START Source information
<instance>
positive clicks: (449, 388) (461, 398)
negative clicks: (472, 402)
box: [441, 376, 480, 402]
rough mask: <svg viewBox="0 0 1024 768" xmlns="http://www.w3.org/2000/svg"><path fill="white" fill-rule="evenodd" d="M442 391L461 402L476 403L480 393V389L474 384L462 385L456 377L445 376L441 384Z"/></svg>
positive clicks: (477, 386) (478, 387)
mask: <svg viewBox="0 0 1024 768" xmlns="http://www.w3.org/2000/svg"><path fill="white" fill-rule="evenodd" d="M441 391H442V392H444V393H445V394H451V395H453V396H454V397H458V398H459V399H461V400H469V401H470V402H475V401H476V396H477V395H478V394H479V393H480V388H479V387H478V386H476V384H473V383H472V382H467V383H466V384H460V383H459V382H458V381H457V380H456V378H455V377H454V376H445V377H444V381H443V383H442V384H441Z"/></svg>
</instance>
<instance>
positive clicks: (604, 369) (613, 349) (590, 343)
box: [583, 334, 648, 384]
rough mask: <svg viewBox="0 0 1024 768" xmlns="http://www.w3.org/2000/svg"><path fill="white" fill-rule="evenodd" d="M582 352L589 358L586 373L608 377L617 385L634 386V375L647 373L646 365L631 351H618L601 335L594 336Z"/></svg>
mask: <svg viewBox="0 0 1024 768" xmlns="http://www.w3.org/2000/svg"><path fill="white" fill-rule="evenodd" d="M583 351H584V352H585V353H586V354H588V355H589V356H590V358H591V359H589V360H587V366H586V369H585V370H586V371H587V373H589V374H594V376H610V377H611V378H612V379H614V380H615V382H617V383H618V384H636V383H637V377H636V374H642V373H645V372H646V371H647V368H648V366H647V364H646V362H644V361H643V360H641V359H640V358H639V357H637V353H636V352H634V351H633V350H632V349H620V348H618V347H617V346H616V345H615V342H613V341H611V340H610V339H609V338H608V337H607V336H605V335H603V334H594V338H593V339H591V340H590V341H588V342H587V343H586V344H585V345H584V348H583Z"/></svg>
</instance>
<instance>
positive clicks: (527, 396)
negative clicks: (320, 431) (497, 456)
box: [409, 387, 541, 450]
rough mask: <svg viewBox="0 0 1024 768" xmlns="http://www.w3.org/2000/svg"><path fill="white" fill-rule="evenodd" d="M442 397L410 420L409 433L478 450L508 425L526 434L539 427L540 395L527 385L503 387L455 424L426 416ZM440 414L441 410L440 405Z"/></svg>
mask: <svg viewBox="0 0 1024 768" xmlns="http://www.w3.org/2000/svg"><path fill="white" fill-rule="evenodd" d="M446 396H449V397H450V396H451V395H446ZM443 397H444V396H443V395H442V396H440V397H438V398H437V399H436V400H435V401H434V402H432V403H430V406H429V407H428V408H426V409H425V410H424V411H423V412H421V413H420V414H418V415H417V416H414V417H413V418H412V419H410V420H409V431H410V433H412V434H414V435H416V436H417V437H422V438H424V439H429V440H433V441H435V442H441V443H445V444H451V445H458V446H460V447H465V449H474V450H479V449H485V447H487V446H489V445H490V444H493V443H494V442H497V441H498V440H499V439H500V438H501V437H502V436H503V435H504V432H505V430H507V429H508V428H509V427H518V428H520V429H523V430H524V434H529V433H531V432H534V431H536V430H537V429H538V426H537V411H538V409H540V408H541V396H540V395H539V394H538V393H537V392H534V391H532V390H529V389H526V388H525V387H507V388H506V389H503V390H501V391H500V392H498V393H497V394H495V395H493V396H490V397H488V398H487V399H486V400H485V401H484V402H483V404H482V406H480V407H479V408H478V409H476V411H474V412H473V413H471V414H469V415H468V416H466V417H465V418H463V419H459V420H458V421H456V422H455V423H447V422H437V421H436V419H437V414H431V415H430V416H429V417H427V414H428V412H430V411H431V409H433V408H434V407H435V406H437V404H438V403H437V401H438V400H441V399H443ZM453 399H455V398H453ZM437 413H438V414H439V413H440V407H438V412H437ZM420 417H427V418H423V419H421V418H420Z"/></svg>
END Source information
From the entries above, print the lines beginning at the one with "positive clicks: (604, 369)" and stopping after the one with "box: [409, 387, 541, 450]", exactly as written and with nothing else.

## Solution for this problem
positive clicks: (604, 369) (613, 349) (590, 343)
box: [583, 334, 648, 384]
rough mask: <svg viewBox="0 0 1024 768" xmlns="http://www.w3.org/2000/svg"><path fill="white" fill-rule="evenodd" d="M582 352L589 358L586 373L608 377L617 385L634 386V375L647 373L646 365L631 351H618L601 335L594 336Z"/></svg>
mask: <svg viewBox="0 0 1024 768" xmlns="http://www.w3.org/2000/svg"><path fill="white" fill-rule="evenodd" d="M583 351H584V352H585V353H586V354H588V355H589V356H590V358H591V359H589V360H587V366H586V369H585V370H586V371H587V373H589V374H594V376H610V377H611V378H612V379H614V380H615V382H617V383H618V384H636V383H637V377H636V374H642V373H645V372H646V371H647V368H648V366H647V364H646V362H644V361H643V360H641V359H640V358H639V357H637V353H636V352H634V351H633V350H632V349H620V348H618V347H617V346H616V345H615V342H613V341H611V340H610V339H609V338H608V337H607V336H605V335H603V334H594V338H593V339H591V340H590V341H588V342H587V343H586V344H585V345H584V348H583Z"/></svg>
</instance>
<instance>
positive clicks: (527, 396)
negative clicks: (320, 431) (497, 456)
box: [409, 387, 541, 450]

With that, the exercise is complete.